*Your objective*.
Copy the passage from the debate article word for word, from "He came close" to "on climate change.".

He had a better night Thursday, even on a question about of one of his views that causes fellow Democrats to groan: that he can work with Republicans once he beats Trump in November.
“If anyone has reason to be angry with the Republicans and not want to cooperate it’s me, the way they’ve attacked me, my son, my family,” Biden said, a reference to Trump’s push to investigate his son Hunter that led to the president’s impeachment. “I have no love. But the fact is we have to be able to get things done and when we can’t convince them, we go out and beat them.”
Unlike others on the stage, he said pointedly that he doesn’t believe it’ll be impossible to ever work together with the other party.
“If that’s the case,” Biden said, “we’re dead as a country.”
He came close to trouble by initially saying he would not commit to a running for a second term, them quickly said that would be presumptuous to presume a first one.
America’s role in the world
Is the greatest danger to America’s foreign interests and alliances coming from within the White House?
Democratic presidential candidates faulted Trump on multiple fronts for his failure to lead in key disputes and areas of international friction, including in the Middle East and China.
Buttigieg said Trump was “echoing the vocabulary” of dictators in his relentless attacks on the free press. Klobuchar said the president had “stood with dictators over innocents.” And Tom Steyer warned against isolating the U.S. from China, saying the two nations needed to work together on climate change.
On Israel, Biden argued that Trump had played to fears and prejudices and stressed that a two-state solution was needed for peace to ever be achieved.

*Record set*.
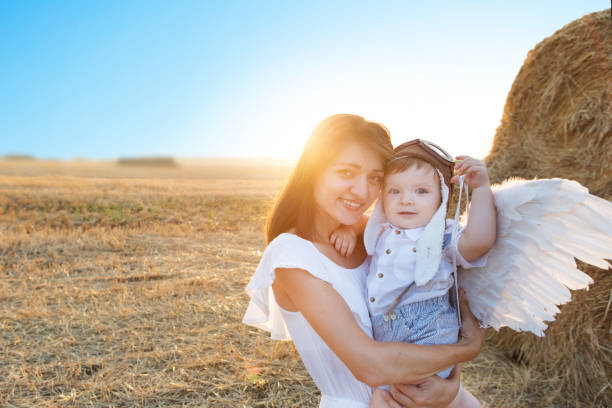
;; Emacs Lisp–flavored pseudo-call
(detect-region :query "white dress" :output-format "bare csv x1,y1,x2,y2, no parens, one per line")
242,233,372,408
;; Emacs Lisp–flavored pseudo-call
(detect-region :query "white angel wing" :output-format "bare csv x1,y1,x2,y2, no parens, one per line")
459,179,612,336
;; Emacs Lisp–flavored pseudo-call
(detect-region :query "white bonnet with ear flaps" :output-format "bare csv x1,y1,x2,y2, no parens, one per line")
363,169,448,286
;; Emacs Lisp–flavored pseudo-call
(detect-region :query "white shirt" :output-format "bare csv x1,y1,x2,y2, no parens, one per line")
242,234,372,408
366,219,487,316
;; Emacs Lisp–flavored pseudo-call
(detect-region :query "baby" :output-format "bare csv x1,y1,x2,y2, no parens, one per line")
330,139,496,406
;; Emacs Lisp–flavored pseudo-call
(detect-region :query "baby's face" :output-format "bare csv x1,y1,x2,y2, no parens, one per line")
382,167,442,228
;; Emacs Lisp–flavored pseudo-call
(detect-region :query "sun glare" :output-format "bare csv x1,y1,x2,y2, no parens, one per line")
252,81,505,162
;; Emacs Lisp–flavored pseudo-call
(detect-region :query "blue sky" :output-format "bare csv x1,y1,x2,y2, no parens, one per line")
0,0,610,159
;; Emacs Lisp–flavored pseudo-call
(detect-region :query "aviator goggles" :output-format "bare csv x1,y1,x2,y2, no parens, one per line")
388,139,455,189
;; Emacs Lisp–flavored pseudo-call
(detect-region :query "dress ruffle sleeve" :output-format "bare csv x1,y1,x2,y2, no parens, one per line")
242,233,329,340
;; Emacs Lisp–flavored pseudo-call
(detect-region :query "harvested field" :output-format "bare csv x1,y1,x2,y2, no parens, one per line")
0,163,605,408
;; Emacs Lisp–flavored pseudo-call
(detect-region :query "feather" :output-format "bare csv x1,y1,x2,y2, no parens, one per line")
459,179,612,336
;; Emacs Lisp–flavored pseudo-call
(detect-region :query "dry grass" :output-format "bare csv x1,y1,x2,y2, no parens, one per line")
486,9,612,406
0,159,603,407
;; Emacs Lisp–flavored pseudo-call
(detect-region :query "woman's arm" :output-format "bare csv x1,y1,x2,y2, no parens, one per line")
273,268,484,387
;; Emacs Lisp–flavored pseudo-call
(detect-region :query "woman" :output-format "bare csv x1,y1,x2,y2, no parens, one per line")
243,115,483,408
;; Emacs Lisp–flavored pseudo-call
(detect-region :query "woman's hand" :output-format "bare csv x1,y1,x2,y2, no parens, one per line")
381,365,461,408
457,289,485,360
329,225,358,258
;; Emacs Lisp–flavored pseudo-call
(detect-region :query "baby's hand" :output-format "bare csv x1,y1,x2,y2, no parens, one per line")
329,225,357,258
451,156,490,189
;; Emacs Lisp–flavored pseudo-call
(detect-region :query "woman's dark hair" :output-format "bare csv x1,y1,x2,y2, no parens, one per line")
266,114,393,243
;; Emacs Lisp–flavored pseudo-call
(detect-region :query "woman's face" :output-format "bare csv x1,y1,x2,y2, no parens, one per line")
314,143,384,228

*Answer to this exercise*.
He came close to trouble by initially saying he would not commit to a running for a second term, them quickly said that would be presumptuous to presume a first one.
America’s role in the world
Is the greatest danger to America’s foreign interests and alliances coming from within the White House?
Democratic presidential candidates faulted Trump on multiple fronts for his failure to lead in key disputes and areas of international friction, including in the Middle East and China.
Buttigieg said Trump was “echoing the vocabulary” of dictators in his relentless attacks on the free press. Klobuchar said the president had “stood with dictators over innocents.” And Tom Steyer warned against isolating the U.S. from China, saying the two nations needed to work together on climate change.